ACR = Auxiliary control register
CR = Command register
CSR = Clock select register
CTL = Counter/timer lower output register
CTLR = Counter/timer lower preset register
CTU = Counter/timer upper output register
CTUR = Counter/timer upper preset register
MR = Mode register A
SR = Status register
THR = Tx holding register
* See Table 6 for BRG Test frequencies in this data sheet, and
“Extended baud rates for SCN2681, SCN68681, SCC2691,
SCC2692, SCC68681 and SCC2698B”
Philips Semiconductors ICs
for Data Communications, IC-19, 1994.
Mode registers 1 and 2 are accessed via an auxiliary pointer. The
pointer is set to MR1 by RESET or by issuing a reset pointer
command via the command register. Any read or write of the mode
register while the pointer is at MR1 switches the pointer to MR2. the
pointer then remains at MR2 so that subsequent accesses are to
MR2, unless the pointer is reset to MR1 as described above.
Timing Circuits
The timing block consists of a crystal oscillator, a baud rate
generator, a programmable 16-bit counter/timer, and two clock
selectors.
The crystal oscillator operates directly from a 3.6864MHz crystal
connected across the X1/ CLK and X2 inputs with a minimum of
external components. If an external clock of the appropriate
frequency is available, it may be connected to X1/CLK. If an external
clock is used instead of a crystal, X1/CLK is driven using a
configuration similar to the one in Figure 7. In this case, the input
high-voltage must be capable of attaining the voltage specified in the
DC Electrical Characteristics. The clock serves as the basic timing
reference for the baud rate generator (BRG), the counter/timer, and
other internal circuits. A clock frequency, within the limits specified in
the electrical specifications, must be supplied if the internal BRG is
not used.
The baud rate generator operates from the oscillator or external
clock input and is capable of generating 18 commonly used data
communications baud rates ranging from 50 to 38.4K baud. Thirteen
of these are available simultaneously for use by the receiver and
transmitter. Eight are fixed, and one of two sets of five can be
selected by programming ACR[7]. The clock outputs from the BRG
are at 16X the actual baud rate. The counter/timer can be used as a
timer to produce a 16X clock for any other baud rate by counting
down the crystal clock or an external clock. The clock selectors
allow the independent selection by the receiver and transmitter of
any of these baud rates or an external timing signal.

SET TASK A
Reproduce part of the data sheet excerpt word for word, beginning at the words "Philips Semiconductors ICs" and stopping after the words "as described above.".
SET TASK B
Write the next part of the data sheet excerpt, picking up right after its final sentence.
The entries that follow come from a separate source, unrelated to the data sheet excerpt.

RECORD LIST
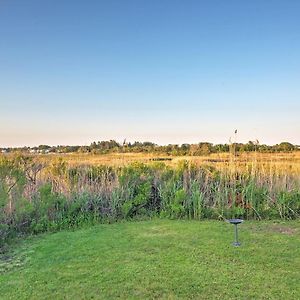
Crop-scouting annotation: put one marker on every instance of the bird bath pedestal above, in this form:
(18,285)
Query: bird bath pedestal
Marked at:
(235,222)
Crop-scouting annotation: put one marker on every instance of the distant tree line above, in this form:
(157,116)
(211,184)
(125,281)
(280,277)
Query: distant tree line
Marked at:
(203,148)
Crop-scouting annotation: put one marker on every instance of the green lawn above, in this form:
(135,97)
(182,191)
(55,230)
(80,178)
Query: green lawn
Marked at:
(157,259)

EXPECTED OUTPUT A
Philips Semiconductors ICs
for Data Communications, IC-19, 1994.
Mode registers 1 and 2 are accessed via an auxiliary pointer. The
pointer is set to MR1 by RESET or by issuing a reset pointer
command via the command register. Any read or write of the mode
register while the pointer is at MR1 switches the pointer to MR2. the
pointer then remains at MR2 so that subsequent accesses are to
MR2, unless the pointer is reset to MR1 as described above.

EXPECTED OUTPUT B
Counter/Timer (C/T)
The C/T operation is programmed by ACR[6:4]. One of eight timing
sources can be used as the input to the C/T. The output of the C/T is
available to the clock selectors and can be programmed by
ACR[2:0} to be output on the MPO pin.
In the timer mode, the C/T generates a square wave whose period is
twice the number of clock periods loaded into the C/T upper and
lower registers. The counter ready bit in the ISR is set once each
cycle of the square wave. If the value in CTUR or CTLR is changed,
the current half-period will not be affected, but subsequent
half-periods will be affected. In this mode the C/T runs continuously
and does not recognize the stop counter command (the command
only resets the counter ready bit in the ISR). Receipt of a start C/T
command causes the counter to terminate the current timing cycle
and to begin a new cycle using the values in CTUR and CTLR.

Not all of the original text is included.